PAGE TEXT

Banner year: Mulligan Thomas eyes prize
When 22-year-old Laura Mulligan arrived at Charlottesville High School in the fall of 1982, the string program was in its infancy. There was no orchestra, just a small chamber ensemble made up of eight students who played string instruments.
Fortunately, she says, "the kids were good. They could play."
Twenty-two years later, under orchestra director Laura Mulligan Thomas (she's now married), a whopping 10 percent of CHS kids can really play string instruments.
On the wall of the orchestra room, orange banners announce high points in the orchestra's history. Interspersed among the orange are two black banners. The first dates from a Chicago competition in 1994, and the second from 1998, the year the orchestra went to Vienna to compete internationally.
Though travel has been of the domestic variety since then, Mulligan Thomas says there's been no shortage of proud moments, the most recent coming last month. During a national competition in Dallas, the CHS Orchestra was one of eight finalists and earned a $2,000 check. That showing, says Mulligan Thomas, will earn the orchestra its third black banner. A second international trip is "not out of the question."

SHORT PROBLEM A
Please render everything in the listing from the line containing "Would you mind placing a dot on the car rear" down through the end of the listing as a JSON list of strings, one string per line, leaving out blank lines.
The orchestra article and the listing have nothing to do with each other.

EXERCISE MATERIALS

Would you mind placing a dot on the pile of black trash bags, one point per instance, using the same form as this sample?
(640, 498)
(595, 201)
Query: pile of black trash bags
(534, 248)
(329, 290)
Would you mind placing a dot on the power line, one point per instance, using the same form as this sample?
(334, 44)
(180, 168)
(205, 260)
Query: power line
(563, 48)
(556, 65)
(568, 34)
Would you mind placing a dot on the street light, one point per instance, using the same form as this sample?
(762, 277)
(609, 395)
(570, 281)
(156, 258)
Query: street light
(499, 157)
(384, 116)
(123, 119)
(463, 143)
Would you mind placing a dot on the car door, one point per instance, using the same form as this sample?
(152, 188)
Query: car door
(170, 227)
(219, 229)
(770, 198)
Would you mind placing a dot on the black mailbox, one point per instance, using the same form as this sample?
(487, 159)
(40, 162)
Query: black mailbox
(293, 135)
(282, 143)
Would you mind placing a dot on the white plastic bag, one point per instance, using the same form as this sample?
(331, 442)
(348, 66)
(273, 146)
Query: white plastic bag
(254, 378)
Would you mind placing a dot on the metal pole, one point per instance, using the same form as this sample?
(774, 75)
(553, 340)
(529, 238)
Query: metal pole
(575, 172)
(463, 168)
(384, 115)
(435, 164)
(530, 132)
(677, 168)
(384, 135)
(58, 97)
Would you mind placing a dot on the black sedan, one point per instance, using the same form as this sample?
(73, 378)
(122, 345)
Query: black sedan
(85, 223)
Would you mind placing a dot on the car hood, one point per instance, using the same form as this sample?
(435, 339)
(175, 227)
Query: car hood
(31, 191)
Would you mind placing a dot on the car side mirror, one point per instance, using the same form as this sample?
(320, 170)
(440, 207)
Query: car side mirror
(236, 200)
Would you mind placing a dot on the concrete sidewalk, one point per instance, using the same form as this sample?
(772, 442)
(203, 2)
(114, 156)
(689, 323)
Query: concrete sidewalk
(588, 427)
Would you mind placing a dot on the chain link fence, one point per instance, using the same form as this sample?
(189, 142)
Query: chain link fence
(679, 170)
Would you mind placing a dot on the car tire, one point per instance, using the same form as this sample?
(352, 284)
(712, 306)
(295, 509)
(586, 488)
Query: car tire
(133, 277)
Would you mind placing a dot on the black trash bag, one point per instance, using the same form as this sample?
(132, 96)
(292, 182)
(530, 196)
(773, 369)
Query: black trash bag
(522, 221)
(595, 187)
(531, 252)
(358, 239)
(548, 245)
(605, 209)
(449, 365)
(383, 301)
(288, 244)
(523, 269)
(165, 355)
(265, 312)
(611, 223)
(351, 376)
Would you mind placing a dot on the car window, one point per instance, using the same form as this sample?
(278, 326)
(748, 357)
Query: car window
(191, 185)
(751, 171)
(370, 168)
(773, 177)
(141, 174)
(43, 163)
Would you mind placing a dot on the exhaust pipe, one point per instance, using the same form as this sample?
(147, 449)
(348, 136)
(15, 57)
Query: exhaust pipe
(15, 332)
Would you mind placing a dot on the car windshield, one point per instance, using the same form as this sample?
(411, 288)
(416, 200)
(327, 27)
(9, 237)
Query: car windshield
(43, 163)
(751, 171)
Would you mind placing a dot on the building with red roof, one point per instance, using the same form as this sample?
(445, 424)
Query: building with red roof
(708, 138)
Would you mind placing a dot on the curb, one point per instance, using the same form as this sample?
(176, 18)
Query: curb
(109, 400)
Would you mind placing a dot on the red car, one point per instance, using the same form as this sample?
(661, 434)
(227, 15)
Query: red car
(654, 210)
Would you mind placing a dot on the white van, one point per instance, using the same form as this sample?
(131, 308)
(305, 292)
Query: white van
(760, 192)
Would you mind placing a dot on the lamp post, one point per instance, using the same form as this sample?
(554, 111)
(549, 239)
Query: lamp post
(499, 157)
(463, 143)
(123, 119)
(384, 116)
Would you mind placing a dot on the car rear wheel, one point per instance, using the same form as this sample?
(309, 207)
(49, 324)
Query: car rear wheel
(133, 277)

SHORT PROBLEM B
According to the orchestra article, how much money did the CHS Orchestra earn as a finalist at the national competition in Dallas?

OUTPUT A
[
  "Would you mind placing a dot on the car rear wheel, one point per instance, using the same form as this sample?",
  "(309, 207)",
  "(49, 324)",
  "Query: car rear wheel",
  "(133, 277)"
]

OUTPUT B
$2,000.